- 課題 A -
次の抜粋のうち、「原告は、ビデオソフトの制作及び販売等を目的とする株式会社である。」から「ファイルをダウンロードする。」までの部分を、一字も変えずに書き写しなさい。

- 抜粋 -
╭──
2 前提事実(争いのない事実、掲記の証拠〔特に記載する場合を除き枝番号を含む。以下同じ。〕及び弁論の全趣旨により容易に認定できる事実)
(1)当事者(甲18、弁論の全趣旨)
 原告は、ビデオソフトの制作及び販売等を目的とする株式会社である。
 被告は、電気通信事業等を営む株式会社であり、利用者に対してインターネット接続サービスを提供しているプロバイダである。
(2)本件動画の著作権の帰属(争いがない。)
 原告は、本件動画の著作権者である。
(3)ビットトレントの仕組み(甲5、6、9、弁論の全趣旨)
 ビットトレントは、いわゆるP2P形式のファイル交換共有のネットワークであり、その仕組みの概要は、次のとおりである。
ア ビットトレントを通じて特定のファイルをダウンロードしようとするユーザーは(以下、ダウンロードの目的となる特定のファイルを「目的ファイル」という。)、まず、ファイルをダウンロードするためのクライアントソフトを自己の端末にインストールした上、インデックスサイトと呼ばれるウェブサイトに接続し、目的ファイルの所在等の情報が記録されたトレントファイルをダウンロードする。
╰──
- 点によるラベル付けの例 -
╭──
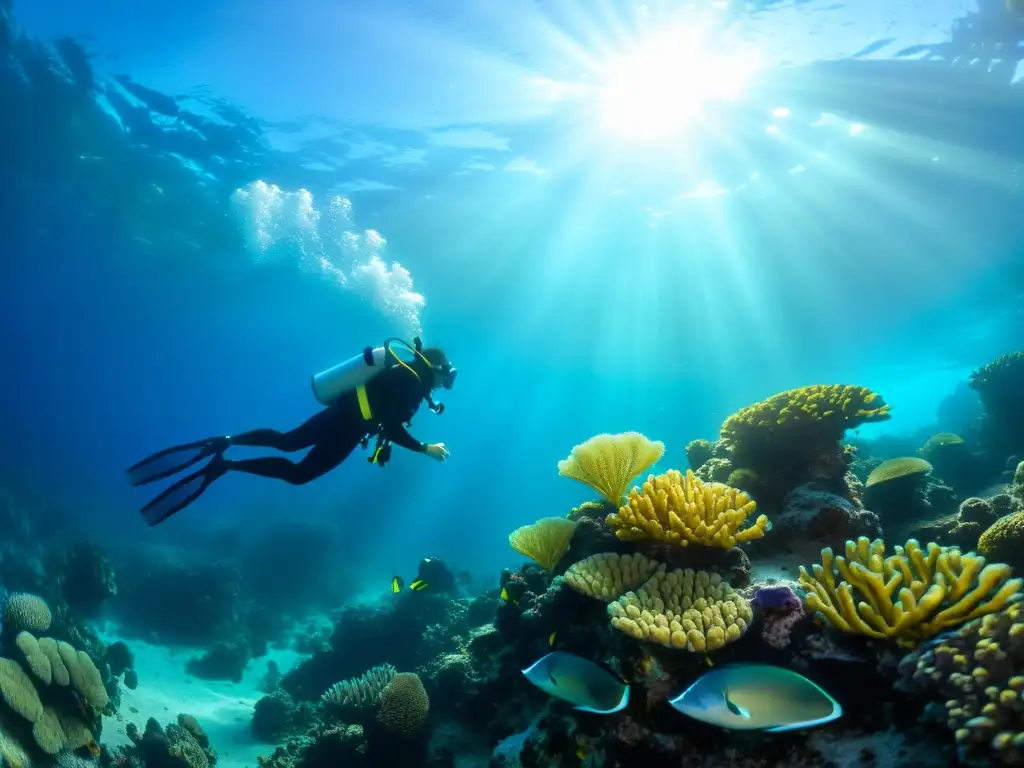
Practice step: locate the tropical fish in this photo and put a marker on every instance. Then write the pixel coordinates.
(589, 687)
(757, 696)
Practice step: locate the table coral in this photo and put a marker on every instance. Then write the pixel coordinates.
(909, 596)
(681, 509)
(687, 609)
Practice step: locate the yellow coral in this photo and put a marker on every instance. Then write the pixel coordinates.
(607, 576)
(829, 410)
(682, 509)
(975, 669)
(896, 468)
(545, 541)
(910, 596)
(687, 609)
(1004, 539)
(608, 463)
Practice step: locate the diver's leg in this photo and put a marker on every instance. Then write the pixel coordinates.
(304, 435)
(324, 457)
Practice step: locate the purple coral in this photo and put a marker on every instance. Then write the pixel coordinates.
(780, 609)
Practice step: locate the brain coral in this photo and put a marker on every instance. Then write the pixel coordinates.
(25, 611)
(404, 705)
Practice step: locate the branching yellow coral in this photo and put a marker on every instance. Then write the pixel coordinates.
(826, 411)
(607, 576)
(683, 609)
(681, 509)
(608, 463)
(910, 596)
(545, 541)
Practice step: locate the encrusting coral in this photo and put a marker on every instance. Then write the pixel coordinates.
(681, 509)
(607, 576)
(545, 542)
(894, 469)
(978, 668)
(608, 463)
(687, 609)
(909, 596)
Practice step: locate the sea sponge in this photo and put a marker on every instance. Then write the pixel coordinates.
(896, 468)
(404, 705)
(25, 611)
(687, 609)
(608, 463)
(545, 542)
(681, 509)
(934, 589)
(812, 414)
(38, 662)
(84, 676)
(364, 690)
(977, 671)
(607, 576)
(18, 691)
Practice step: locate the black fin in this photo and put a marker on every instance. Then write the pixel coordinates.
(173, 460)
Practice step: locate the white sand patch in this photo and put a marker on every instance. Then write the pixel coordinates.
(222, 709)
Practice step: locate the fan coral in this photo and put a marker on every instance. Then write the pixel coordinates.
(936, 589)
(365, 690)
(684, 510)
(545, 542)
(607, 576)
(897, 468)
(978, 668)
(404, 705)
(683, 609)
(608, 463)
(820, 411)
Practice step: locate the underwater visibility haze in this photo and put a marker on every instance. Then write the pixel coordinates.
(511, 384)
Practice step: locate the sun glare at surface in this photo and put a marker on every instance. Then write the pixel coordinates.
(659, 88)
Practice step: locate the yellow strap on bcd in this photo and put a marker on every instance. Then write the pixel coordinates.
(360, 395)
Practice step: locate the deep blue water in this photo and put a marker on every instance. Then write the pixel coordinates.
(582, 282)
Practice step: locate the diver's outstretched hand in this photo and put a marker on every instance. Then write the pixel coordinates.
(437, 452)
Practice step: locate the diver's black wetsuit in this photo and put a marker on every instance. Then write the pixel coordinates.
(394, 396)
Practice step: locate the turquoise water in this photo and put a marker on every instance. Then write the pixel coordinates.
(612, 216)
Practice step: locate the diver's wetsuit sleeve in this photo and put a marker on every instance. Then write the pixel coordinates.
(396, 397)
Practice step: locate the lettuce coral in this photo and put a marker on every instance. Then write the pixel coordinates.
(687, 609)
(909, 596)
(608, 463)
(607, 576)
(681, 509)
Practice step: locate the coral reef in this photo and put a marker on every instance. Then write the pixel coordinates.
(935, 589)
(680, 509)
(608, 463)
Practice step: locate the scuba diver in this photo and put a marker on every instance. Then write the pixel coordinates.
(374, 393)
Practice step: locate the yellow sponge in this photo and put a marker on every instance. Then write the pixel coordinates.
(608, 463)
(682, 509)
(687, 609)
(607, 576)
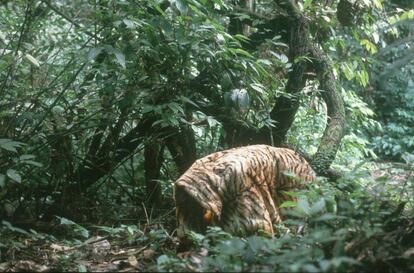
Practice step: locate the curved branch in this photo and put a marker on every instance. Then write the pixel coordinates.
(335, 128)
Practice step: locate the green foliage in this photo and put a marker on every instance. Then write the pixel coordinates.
╰──
╭──
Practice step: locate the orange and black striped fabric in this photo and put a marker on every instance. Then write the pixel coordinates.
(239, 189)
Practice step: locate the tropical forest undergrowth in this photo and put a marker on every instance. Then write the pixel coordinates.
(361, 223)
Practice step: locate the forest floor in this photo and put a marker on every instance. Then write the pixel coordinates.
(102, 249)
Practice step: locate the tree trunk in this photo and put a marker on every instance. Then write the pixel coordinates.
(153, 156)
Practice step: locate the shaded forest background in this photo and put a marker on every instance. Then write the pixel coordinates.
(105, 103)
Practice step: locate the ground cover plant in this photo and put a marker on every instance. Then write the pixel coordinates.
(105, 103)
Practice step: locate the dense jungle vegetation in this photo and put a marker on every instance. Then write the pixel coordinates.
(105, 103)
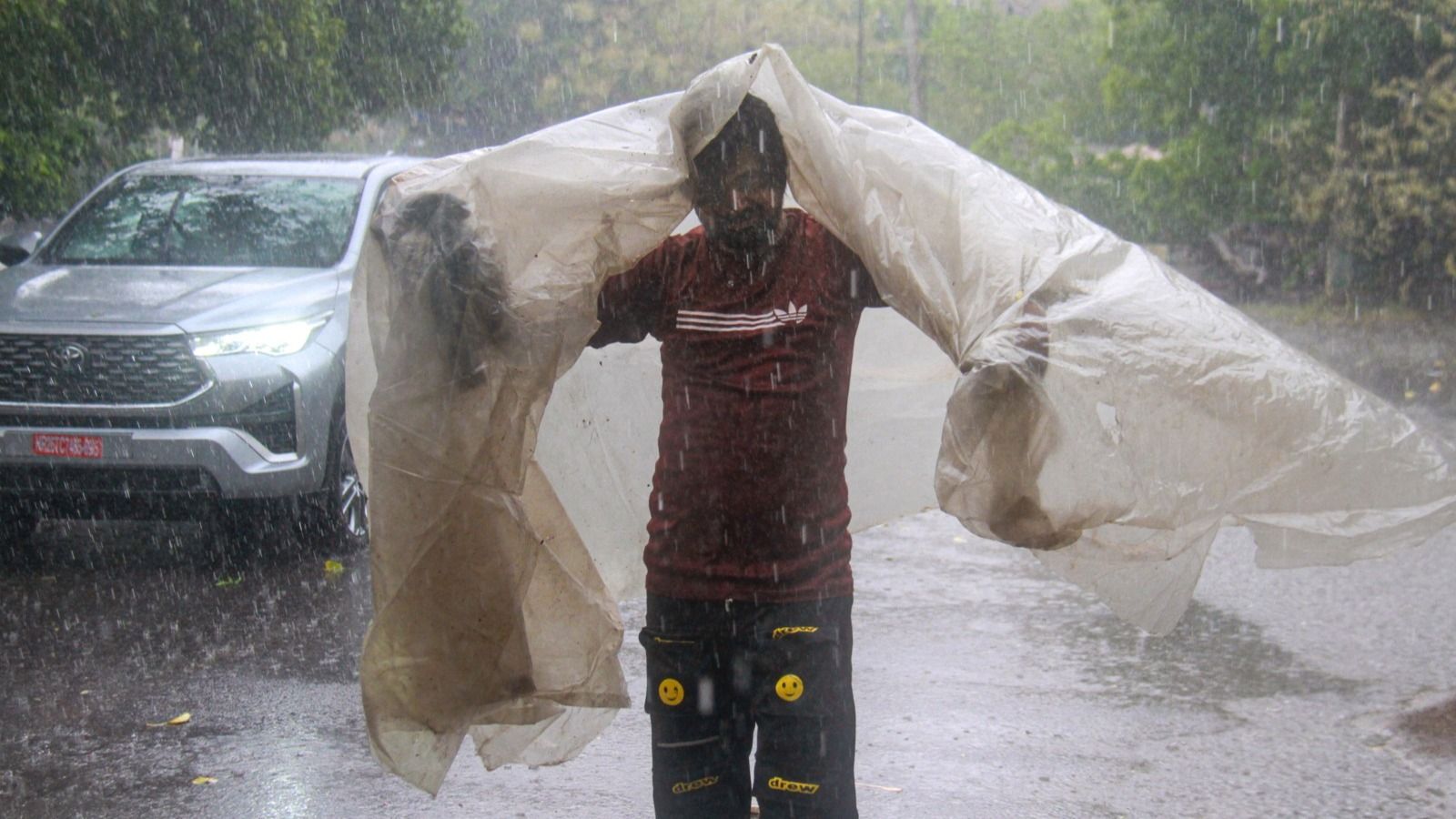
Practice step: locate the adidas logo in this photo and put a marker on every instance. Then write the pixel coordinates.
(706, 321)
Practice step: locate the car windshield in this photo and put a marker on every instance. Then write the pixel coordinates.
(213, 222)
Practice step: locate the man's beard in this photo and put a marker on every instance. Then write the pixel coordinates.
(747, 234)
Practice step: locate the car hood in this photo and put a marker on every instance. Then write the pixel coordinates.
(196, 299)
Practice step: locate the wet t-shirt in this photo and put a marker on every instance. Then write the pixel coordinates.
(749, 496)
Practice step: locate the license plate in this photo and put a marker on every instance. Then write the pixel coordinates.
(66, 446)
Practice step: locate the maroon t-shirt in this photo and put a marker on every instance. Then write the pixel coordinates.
╰──
╭──
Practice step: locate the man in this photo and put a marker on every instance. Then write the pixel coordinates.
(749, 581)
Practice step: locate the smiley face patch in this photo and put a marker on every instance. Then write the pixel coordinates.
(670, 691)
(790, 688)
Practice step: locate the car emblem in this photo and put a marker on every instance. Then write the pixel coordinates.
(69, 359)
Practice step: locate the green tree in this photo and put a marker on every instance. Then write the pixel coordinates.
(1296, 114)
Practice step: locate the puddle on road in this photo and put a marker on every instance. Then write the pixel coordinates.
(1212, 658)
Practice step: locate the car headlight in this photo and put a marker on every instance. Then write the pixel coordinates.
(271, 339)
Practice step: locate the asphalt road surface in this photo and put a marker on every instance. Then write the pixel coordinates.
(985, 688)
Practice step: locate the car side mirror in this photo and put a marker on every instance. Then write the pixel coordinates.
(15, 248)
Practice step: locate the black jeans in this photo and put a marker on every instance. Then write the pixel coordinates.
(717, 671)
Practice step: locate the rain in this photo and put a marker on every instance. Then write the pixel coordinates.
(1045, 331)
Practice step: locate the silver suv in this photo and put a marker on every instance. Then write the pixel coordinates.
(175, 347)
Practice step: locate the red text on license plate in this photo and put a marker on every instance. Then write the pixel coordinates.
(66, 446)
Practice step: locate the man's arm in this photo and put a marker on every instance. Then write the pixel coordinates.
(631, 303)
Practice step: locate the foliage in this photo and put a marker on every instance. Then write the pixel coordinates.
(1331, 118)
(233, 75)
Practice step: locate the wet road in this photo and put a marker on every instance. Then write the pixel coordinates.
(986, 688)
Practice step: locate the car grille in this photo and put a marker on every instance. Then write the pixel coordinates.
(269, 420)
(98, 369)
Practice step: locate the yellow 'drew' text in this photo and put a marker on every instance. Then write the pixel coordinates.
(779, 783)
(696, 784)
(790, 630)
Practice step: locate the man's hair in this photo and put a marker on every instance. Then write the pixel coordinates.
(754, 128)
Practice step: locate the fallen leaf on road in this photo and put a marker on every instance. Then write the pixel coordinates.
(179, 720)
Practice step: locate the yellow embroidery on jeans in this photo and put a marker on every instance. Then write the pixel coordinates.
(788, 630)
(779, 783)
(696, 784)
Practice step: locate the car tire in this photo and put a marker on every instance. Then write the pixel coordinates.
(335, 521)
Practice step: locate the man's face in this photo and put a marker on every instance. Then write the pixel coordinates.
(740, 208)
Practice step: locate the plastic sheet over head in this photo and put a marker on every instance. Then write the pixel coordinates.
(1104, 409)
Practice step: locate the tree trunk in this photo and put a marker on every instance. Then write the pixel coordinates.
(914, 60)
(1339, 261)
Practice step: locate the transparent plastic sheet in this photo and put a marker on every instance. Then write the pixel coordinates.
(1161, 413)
╰──
- 課題 B -
上の項目のうち、文字列「text」を含む行はいくつあるか数え、その数だけを答えなさい。

- 解答 A -
原告は、ビデオソフトの制作及び販売等を目的とする株式会社である。
 被告は、電気通信事業等を営む株式会社であり、利用者に対してインターネット接続サービスを提供しているプロバイダである。
(2)本件動画の著作権の帰属(争いがない。)
 原告は、本件動画の著作権者である。
(3)ビットトレントの仕組み(甲5、6、9、弁論の全趣旨)
 ビットトレントは、いわゆるP2P形式のファイル交換共有のネットワークであり、その仕組みの概要は、次のとおりである。
ア ビットトレントを通じて特定のファイルをダウンロードしようとするユーザーは(以下、ダウンロードの目的となる特定のファイルを「目的ファイル」という。)、まず、ファイルをダウンロードするためのクライアントソフトを自己の端末にインストールした上、インデックスサイトと呼ばれるウェブサイトに接続し、目的ファイルの所在等の情報が記録されたトレントファイルをダウンロードする。

- 解答 B -
2